TASK STATEMENT: Each entry below must be given again word for word, with no pictures.

RECORDS FOR PROCESSING:
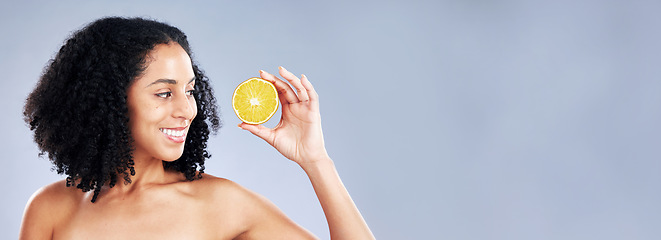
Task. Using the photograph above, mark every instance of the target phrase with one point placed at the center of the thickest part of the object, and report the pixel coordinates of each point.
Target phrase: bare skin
(161, 204)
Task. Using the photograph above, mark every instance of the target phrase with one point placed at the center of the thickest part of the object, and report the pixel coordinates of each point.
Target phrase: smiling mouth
(172, 132)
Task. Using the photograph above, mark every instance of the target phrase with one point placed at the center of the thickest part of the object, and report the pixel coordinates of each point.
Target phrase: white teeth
(173, 133)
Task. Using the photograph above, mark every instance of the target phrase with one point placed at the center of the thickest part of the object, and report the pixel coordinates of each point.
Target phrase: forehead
(166, 61)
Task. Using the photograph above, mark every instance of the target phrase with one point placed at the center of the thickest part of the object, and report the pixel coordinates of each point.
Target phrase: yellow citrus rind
(255, 101)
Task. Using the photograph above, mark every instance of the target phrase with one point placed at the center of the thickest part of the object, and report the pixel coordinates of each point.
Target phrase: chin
(173, 156)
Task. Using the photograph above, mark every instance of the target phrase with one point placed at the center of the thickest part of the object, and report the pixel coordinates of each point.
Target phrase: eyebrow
(168, 81)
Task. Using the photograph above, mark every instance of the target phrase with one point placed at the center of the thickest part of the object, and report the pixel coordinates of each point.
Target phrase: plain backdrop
(457, 119)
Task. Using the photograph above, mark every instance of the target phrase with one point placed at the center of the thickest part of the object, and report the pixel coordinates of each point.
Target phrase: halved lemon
(255, 101)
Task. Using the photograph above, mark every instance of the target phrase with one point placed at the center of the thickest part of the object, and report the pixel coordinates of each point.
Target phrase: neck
(149, 171)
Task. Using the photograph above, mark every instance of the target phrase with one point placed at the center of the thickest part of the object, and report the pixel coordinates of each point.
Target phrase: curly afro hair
(78, 110)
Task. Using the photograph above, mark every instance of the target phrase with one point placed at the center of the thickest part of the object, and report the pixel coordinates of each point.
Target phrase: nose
(185, 107)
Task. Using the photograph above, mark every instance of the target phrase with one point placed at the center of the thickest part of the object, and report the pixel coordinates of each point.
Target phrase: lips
(177, 135)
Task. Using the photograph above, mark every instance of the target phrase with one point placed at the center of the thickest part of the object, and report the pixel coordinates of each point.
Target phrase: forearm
(344, 219)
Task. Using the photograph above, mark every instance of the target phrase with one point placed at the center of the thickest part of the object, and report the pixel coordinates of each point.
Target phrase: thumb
(259, 131)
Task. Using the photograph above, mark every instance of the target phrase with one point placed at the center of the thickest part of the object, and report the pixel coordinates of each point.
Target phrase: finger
(310, 89)
(302, 92)
(259, 131)
(285, 92)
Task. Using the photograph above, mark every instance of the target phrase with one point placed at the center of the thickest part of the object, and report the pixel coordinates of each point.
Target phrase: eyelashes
(169, 93)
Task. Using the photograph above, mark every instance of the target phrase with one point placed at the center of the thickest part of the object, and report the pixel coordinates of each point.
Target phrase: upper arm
(259, 217)
(40, 214)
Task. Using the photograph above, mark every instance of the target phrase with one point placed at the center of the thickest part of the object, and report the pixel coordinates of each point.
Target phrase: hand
(298, 135)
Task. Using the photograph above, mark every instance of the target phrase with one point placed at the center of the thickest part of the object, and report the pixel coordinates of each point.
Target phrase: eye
(164, 94)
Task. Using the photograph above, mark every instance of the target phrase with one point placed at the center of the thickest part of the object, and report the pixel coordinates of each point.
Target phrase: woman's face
(161, 104)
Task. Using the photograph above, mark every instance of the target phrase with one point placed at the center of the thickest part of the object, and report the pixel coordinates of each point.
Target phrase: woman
(125, 113)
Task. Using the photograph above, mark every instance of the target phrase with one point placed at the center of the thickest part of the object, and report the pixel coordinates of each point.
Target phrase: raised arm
(299, 138)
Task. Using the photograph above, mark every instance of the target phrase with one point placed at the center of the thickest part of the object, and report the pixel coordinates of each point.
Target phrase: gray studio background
(446, 119)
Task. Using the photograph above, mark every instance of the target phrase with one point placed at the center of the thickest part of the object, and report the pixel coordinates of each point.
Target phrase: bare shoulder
(257, 217)
(46, 208)
(217, 189)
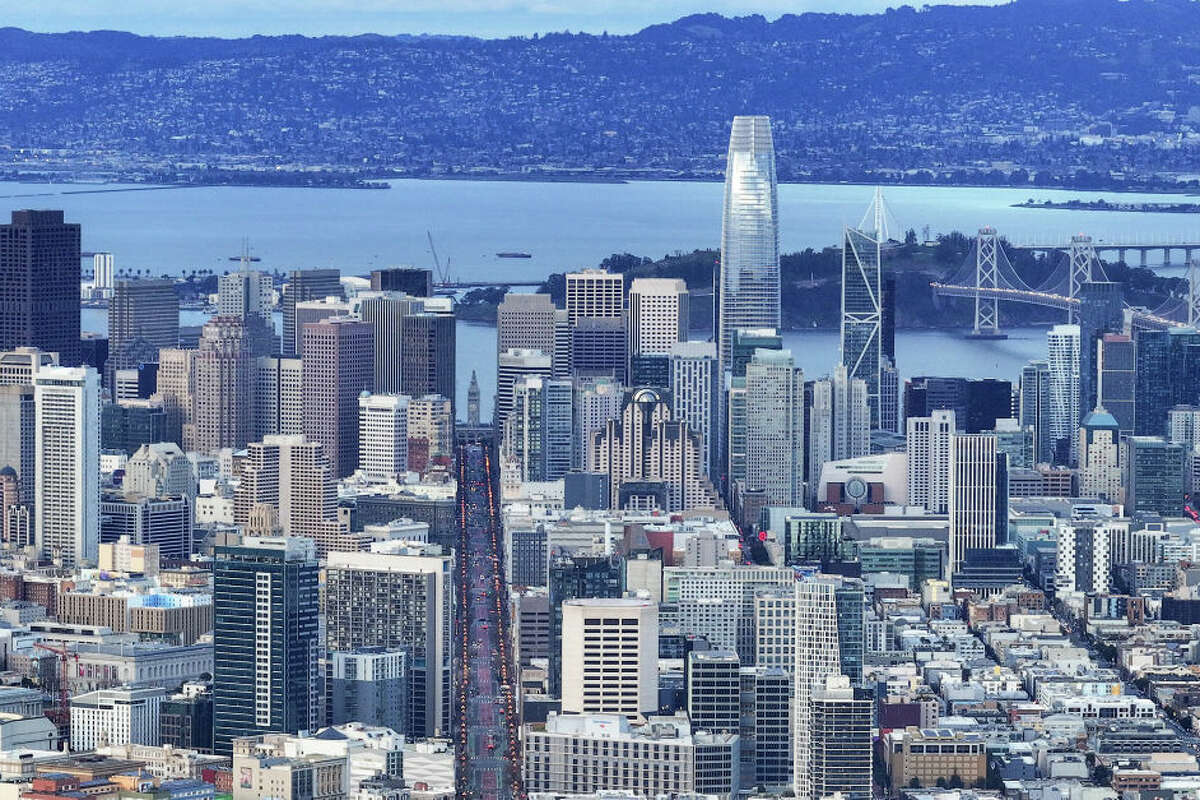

ANSWER AREA:
Task. Using the photograph above, mark every instance of the target phrase with one point placed at the center of the thickest part of the object, and report the pixel coordinates of each point.
Target phrase: bare skin
(161, 204)
Task. Using the photograph above, mark every instance of the target phrase with one point placed at the center of the thickest part of the object, and report the pixel coordinates of each point.
Target phrase: smiling mouth
(172, 132)
Task. Using the photograph above, mark every instance of the target phrase with one point placed at the center of the thickest part of the object, and report the pixel coordinates of each point.
Target phrase: white teeth
(173, 133)
Task. Using the photograph above, mark every instance of the target phrase with one point placed at the center of the thickest part of the object, and report the pixel coordinates of each point.
Target phrase: forehead
(166, 61)
Task. Using the photograph above, mark every instance of the target phrase with one point placed at the center of the thickest part of the object, and report the pixel coordinates of each point.
Target phrase: yellow citrus rind
(255, 101)
Task. Using the photograph above, mark every instance of the target phrase with one point placed at the center of the thickest part of the object, and report the pixel coordinates of each point.
Target phrase: chin
(173, 156)
Task. Using the photograph above, mark every instance of the target phrase with one point placed at the center of the thickest part of the object, and report the pixel coordinates of each point.
Target phrase: eyebrow
(168, 81)
Task. Using the photograph above, mark every instance of the target phrase with one point placed at the center of the thickest part of the object, and report the pixel coordinates of each point.
Target phrase: plain backdrop
(457, 119)
Task. Using the photograph above, mark every instance of the target phrase with one point placed at the center of the thickest part of the object, and report the pixel coordinates of each point.
Target phrase: halved lemon
(255, 101)
Task. Using the photograph above, mark every instance of the target phrase with one point placed at the center of the thickest part of the object, and report the pixel coordinates of each point.
Target phrase: neck
(149, 171)
Task. Using the photograph above, mark every instance of the target phrase with one point placed at the center of the thickest part of the object, and report the pixel coordinates of each point.
Target phrase: curly afro hair
(78, 110)
Task. Using the photograph above, mark every instance of the target phrase with one point placed at the center of the thickest part of the object, and report the pixel coordinates of each point.
Target phrase: nose
(185, 107)
Task. Using the photograph above, mark every instance of the target phrase with one point placed at the center of the thickest part of the object, and report the pixel coordinates of each point.
Target phrase: lips
(177, 135)
Task. Using the photograph above, mark every instance of the target phrase with one point placed at the center of the thickest part of the object, and report the pixel coordinates of each point.
Target phrase: forearm
(344, 219)
Task. Using the photograph above, mark every instance of the target phrase with one point placed at the center of the thickest part of the object, and report the pixel coordinates of each point.
Target phrase: thumb
(259, 131)
Task. Using the photograph above, mark every instance of the target phrase with one point placed at the center of the thickest part of the object, and report the pixel coordinates of each point.
Target phrase: finger
(310, 89)
(302, 92)
(259, 131)
(285, 92)
Task. Using the photograph above, mark every instance of the target phrase with one point placed at the center of the thickest part of the object, and report the pixel coordinates of each point.
Target phrase: eyelashes
(169, 93)
Task. Using the photograph above, mark every instance of the target phrase with one point placed at the center of the thickest part of the object, and report the pixel coordinates of each point.
Target phrase: upper arm
(259, 217)
(40, 214)
Task. Using the photograph above, mark every instance of the target phrase with one point placed at the center of the thickest part of the object, and report the pixel coordinates of each point.
Target phrase: hand
(298, 135)
Task. Using the photograph above, mark every instance of the target phrase with one point placed at the center of the thickest part of the object, and report the pixel coordinates of each point.
Target phrase: eye
(164, 94)
Task. Using the photograph above, mark every instance of the target phrase with one point placed at the center of the thickest part of the object, and report the pixel coordinates of each point.
Target phrase: woman's face
(161, 104)
Task. Using the photograph above, mark every instance of the target phrase with one point placed at the center of the thickest part of the object, and report the pixel coordinates of each point.
Target phrase: woman
(125, 113)
Task. Using the photograph above, mark every instance of the target phrase with one point placed at the center of the thickest part of the object, and report the pixel coordinates of each point.
Target phrase: raised arm
(299, 138)
Task. Using the photograph above, mark every instance of the target phrase with one point placed at the center of the thickest part of the object, and report the pixel coordinates of each point.
Target phrase: gray studio background
(446, 119)
Task. Using the photograph above, mark every instance of the target phrase with one point placed at the center of the thickest part of the object, and report the pixel coordinates of each point.
Target phrase: bare shoulder
(257, 217)
(46, 208)
(217, 189)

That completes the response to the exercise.